◆ Exercise brief
Repeat the entries that follow, exactly as they are written.

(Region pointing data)
***

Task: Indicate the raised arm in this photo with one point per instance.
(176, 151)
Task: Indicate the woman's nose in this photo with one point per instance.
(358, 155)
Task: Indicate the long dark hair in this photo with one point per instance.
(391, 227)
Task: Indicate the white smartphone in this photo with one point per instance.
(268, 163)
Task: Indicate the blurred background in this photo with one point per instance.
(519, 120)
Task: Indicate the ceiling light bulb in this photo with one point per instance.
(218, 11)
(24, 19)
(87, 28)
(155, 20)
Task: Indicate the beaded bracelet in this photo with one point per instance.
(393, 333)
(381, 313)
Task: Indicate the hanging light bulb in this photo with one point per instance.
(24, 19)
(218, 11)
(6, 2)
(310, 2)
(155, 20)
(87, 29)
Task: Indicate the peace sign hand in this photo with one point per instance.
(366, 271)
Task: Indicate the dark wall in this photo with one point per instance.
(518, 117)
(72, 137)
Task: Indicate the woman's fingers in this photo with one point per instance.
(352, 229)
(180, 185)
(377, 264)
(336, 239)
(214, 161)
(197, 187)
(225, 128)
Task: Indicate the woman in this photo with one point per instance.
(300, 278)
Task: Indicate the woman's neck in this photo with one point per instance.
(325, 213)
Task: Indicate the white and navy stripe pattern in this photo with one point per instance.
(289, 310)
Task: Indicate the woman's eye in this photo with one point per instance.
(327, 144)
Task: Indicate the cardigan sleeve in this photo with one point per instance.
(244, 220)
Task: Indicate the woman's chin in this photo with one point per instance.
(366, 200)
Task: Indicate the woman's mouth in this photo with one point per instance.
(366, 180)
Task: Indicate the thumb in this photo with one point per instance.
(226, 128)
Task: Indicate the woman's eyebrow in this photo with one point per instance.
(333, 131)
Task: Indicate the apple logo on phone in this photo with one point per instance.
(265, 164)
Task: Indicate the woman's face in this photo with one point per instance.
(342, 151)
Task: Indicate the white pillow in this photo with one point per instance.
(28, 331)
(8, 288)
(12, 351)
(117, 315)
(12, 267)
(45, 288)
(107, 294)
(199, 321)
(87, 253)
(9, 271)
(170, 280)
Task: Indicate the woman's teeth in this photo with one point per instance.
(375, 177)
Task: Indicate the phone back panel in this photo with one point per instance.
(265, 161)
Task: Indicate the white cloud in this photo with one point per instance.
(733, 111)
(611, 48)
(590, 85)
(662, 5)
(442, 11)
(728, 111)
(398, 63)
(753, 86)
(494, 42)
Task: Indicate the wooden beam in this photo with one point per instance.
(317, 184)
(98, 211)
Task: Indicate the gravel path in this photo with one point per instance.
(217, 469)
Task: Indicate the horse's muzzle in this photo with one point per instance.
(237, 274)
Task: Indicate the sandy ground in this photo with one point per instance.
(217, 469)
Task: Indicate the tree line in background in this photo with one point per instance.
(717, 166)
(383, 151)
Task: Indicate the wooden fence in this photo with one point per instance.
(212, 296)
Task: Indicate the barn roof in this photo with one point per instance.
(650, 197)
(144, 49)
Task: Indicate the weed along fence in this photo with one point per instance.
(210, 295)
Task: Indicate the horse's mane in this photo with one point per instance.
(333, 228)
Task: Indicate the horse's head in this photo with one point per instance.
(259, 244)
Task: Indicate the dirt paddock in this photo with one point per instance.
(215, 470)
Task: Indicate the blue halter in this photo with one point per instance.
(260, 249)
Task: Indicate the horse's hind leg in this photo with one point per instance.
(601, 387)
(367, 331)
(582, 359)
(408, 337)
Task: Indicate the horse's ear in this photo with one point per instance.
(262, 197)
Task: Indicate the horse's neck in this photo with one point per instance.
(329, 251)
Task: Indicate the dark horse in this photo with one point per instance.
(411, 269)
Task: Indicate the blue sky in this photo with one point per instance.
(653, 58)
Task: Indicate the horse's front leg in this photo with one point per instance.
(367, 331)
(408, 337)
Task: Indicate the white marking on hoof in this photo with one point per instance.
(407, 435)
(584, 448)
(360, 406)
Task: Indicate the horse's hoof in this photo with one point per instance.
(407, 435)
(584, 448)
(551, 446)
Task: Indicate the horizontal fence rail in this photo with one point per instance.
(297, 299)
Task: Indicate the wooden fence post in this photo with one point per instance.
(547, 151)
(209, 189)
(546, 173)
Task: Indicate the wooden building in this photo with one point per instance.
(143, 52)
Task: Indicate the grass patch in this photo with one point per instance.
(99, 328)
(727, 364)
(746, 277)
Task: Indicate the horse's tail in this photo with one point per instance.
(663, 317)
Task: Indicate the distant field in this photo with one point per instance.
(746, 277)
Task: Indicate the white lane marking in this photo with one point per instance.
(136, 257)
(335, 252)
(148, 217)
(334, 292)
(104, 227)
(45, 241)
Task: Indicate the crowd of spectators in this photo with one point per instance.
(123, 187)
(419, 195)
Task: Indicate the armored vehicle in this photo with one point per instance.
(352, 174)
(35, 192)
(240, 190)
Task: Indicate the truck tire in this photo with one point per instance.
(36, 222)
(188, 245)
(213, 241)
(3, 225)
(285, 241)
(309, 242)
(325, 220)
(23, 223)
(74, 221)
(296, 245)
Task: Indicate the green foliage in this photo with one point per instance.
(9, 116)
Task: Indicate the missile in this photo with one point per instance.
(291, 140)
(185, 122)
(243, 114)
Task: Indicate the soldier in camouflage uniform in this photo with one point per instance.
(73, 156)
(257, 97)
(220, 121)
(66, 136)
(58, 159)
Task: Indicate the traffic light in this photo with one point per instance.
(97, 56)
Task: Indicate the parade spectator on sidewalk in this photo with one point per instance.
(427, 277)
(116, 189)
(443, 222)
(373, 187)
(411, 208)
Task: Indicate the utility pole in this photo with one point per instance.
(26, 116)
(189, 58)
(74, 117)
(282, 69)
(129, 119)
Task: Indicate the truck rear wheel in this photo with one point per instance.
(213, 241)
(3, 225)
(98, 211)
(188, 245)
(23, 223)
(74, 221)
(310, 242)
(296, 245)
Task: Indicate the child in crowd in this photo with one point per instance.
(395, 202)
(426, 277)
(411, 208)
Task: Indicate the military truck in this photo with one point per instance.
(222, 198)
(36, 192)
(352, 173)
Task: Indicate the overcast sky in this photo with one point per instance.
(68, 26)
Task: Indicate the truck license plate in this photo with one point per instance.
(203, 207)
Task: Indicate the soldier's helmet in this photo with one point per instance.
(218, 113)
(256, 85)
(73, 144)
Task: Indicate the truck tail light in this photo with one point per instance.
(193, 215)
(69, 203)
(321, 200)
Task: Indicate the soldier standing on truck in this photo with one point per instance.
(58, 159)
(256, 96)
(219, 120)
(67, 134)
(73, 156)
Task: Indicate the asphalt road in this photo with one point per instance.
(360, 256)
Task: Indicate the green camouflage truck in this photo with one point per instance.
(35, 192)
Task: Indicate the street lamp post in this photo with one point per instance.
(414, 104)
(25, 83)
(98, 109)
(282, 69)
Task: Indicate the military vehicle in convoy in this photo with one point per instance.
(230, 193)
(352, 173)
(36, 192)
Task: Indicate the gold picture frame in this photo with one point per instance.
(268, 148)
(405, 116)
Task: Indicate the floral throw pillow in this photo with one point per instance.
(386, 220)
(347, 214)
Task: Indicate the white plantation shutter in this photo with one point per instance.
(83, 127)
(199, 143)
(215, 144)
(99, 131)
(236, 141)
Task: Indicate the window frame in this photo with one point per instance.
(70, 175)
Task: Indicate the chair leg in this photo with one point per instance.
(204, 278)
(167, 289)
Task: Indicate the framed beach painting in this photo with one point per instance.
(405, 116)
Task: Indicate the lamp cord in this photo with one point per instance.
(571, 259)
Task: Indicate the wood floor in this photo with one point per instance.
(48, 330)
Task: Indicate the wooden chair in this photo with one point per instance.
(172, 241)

***

◆ Answer to this problem
Task: Indicate the raised arm in this photo with one point per instance.
(176, 151)
Task: Indicate the woman's nose in this photo with one point per instance.
(358, 155)
Task: Indicate the long dark hair in this photo with one point per instance.
(391, 227)
Task: Indicate the white smartphone in this photo with one point per instance.
(268, 163)
Task: Indicate the blurred background in this photo with one point per instance.
(519, 120)
Task: Indicate the ceiling light bulb in this photo with one point per instance.
(218, 11)
(24, 19)
(87, 28)
(155, 20)
Task: Indicate the beaded bracelet in this photo with one point per instance.
(393, 333)
(381, 313)
Task: Indicate the hanging light bulb in this photo with one point per instance.
(24, 19)
(218, 11)
(6, 2)
(310, 2)
(155, 20)
(87, 29)
Task: Indicate the peace sign hand in this photo with one point per instance.
(366, 271)
Task: Indicate the dark wall in this photo with one point per instance.
(518, 117)
(72, 137)
Task: Indicate the woman's fingers in this photo with one point per instance.
(352, 229)
(180, 185)
(377, 264)
(336, 239)
(214, 161)
(197, 187)
(225, 128)
Task: Indicate the woman in this photo with one point per instance.
(300, 278)
Task: Indicate the woman's neck in this photo with one point per instance.
(325, 213)
Task: Indicate the white and navy stripe pattern in this photo with one point per instance.
(289, 310)
Task: Indicate the woman's eye in this photo with one point per instance.
(327, 144)
Task: Indicate the cardigan sleeve in this photo with one point per instance.
(244, 220)
Task: Indicate the woman's chin in this photo with one point per instance.
(366, 200)
Task: Indicate the woman's mouth in this photo with one point per instance.
(366, 180)
Task: Indicate the thumb in this photo with one point per instance.
(226, 128)
Task: Indicate the woman's eyebrow in this photo with one point per instance.
(333, 131)
Task: Indicate the apple logo on phone in this photo with one point per instance.
(265, 164)
Task: Indicate the woman's face in this photo with one point per instance.
(342, 151)
Task: Indicate the white pillow in this photo with one point per instance.
(28, 331)
(8, 288)
(12, 351)
(117, 315)
(12, 267)
(45, 288)
(107, 294)
(199, 321)
(87, 253)
(9, 271)
(170, 280)
Task: Indicate the woman's teeth in this photo with one point per instance.
(375, 177)
Task: Indicate the phone back panel in this photo with one point per instance.
(265, 161)
Task: Indicate the white cloud in this photo with one point per instance.
(733, 111)
(611, 48)
(590, 85)
(662, 5)
(442, 11)
(728, 111)
(398, 63)
(753, 86)
(494, 42)
Task: Indicate the wooden beam in this photo with one point per instance.
(317, 184)
(98, 211)
Task: Indicate the gravel path in this photo with one point per instance.
(217, 469)
Task: Indicate the horse's muzzle in this photo with one point per instance.
(237, 274)
Task: Indicate the sandy ground in this photo with one point per instance.
(217, 469)
Task: Indicate the tree line in background in this photo with one point per instance.
(717, 166)
(383, 151)
Task: Indicate the wooden fence in this photo with one point per instance.
(212, 296)
Task: Indicate the barn roof in this photo with one point per instance.
(650, 197)
(144, 49)
Task: Indicate the weed along fence in this photo with one point per instance.
(210, 295)
Task: Indicate the horse's mane in this photo with one point per instance.
(333, 228)
Task: Indicate the horse's head in this photo with one point per instance.
(259, 244)
Task: Indicate the dirt paddock in this photo with one point per instance.
(215, 470)
Task: Indicate the blue halter in this photo with one point per instance.
(260, 249)
Task: Indicate the horse's hind leg in this photo with one point per instance.
(601, 387)
(367, 331)
(582, 359)
(408, 337)
Task: Indicate the horse's ear in this photo with one point per instance.
(262, 197)
Task: Indicate the horse's neck in this photo with one point per instance.
(329, 251)
Task: Indicate the dark horse in this photo with one point per instance.
(411, 269)
Task: Indicate the blue sky in this photo with one point per instance.
(653, 58)
Task: Indicate the horse's front leg in this photo with one point per instance.
(367, 331)
(408, 337)
Task: Indicate the white marking on hoof in this photo with one point per instance.
(407, 435)
(584, 448)
(360, 406)
Task: Indicate the horse's hoof in this photo with one point per instance.
(407, 435)
(584, 448)
(551, 446)
Task: Indicate the horizontal fence rail in this photo with one point per instance.
(297, 299)
Task: Indicate the wooden fence post in this photo with one point per instance.
(547, 151)
(209, 189)
(546, 173)
Task: Indicate the wooden building in this photo with one point per instance.
(143, 52)
Task: Indicate the grass patch in this photo with one point per instance.
(99, 328)
(727, 364)
(746, 277)
Task: Indicate the horse's tail in this photo with one point per instance.
(663, 317)
Task: Indicate the distant field in this photo with one point per instance.
(746, 277)
Task: Indicate the white lane marking in this photo with one point per instance.
(136, 257)
(335, 252)
(148, 217)
(334, 292)
(104, 227)
(45, 241)
Task: Indicate the crowd of spectators in this photo with one point per instance.
(123, 187)
(419, 195)
Task: Indicate the armored vehicle in this photo with one point per instance.
(352, 174)
(35, 192)
(240, 190)
Task: Indicate the truck tire in this photo with one point per instance.
(36, 222)
(188, 245)
(213, 241)
(3, 225)
(285, 241)
(309, 242)
(325, 220)
(23, 223)
(74, 221)
(296, 245)
Task: Indicate the green foliage in this photo with one point per instance.
(9, 116)
Task: Indicate the missile in this photo with one point per instance.
(291, 140)
(185, 122)
(243, 114)
Task: Indicate the soldier in camouflage uniform in this photo with one point per instance.
(73, 156)
(257, 97)
(220, 121)
(66, 136)
(58, 159)
Task: Indicate the traffic light in this photo with one point per instance.
(97, 56)
Task: Indicate the parade spectator on sidewalk in this photo with one point per instance.
(427, 277)
(116, 189)
(443, 222)
(373, 187)
(411, 208)
Task: Indicate the utility pole in this photo with one point per instance.
(26, 116)
(189, 58)
(74, 117)
(282, 69)
(129, 119)
Task: Indicate the truck rear wheel in this photo with one point per instance.
(213, 241)
(3, 225)
(98, 211)
(188, 245)
(23, 223)
(74, 221)
(310, 242)
(296, 245)
Task: Indicate the child in crowd in this photo with one point per instance.
(395, 202)
(426, 277)
(411, 208)
Task: Indicate the military truck in this photo with one point per instance.
(222, 198)
(36, 192)
(352, 173)
Task: Indicate the overcast sky in this photo with one point per instance.
(68, 26)
Task: Indicate the truck license plate in this photo with one point per instance.
(203, 207)
Task: Indicate the soldier's helmet in this photo with one point per instance.
(218, 113)
(256, 85)
(73, 144)
Task: Indicate the truck tail light in this photo with one point per instance.
(193, 215)
(69, 203)
(321, 200)
Task: Indicate the soldier standing on truck in this photo with one point per instance.
(58, 159)
(256, 96)
(219, 120)
(67, 134)
(73, 156)
Task: Indicate the asphalt road in this photo with one point per instance.
(360, 256)
Task: Indicate the green camouflage truck in this photo with one point per instance.
(35, 192)
Task: Indicate the street lamp post in this photo with one point per instance.
(414, 104)
(25, 83)
(98, 109)
(282, 69)
Task: Indicate the military vehicle in convoy in this photo with one point per instance.
(230, 193)
(352, 173)
(36, 192)
Task: Indicate the gold picture frame in this photo with one point per instance.
(268, 148)
(405, 116)
Task: Indicate the floral throw pillow in this photo with one point per instance.
(386, 220)
(347, 214)
Task: Indicate the white plantation shutter in this photo with one point per instance.
(83, 127)
(199, 143)
(215, 144)
(99, 131)
(236, 141)
Task: Indicate the window frame in this photo with one point per instance.
(70, 175)
Task: Indicate the chair leg in this photo with one point per instance.
(204, 278)
(167, 289)
Task: Indicate the framed beach painting in this photo with one point per instance.
(405, 116)
Task: Indicate the lamp cord in this photo with one point per instance.
(571, 259)
Task: Indicate the wood floor in this photo with one point per instance.
(48, 330)
Task: Indicate the wooden chair in this photo with one point per instance.
(172, 241)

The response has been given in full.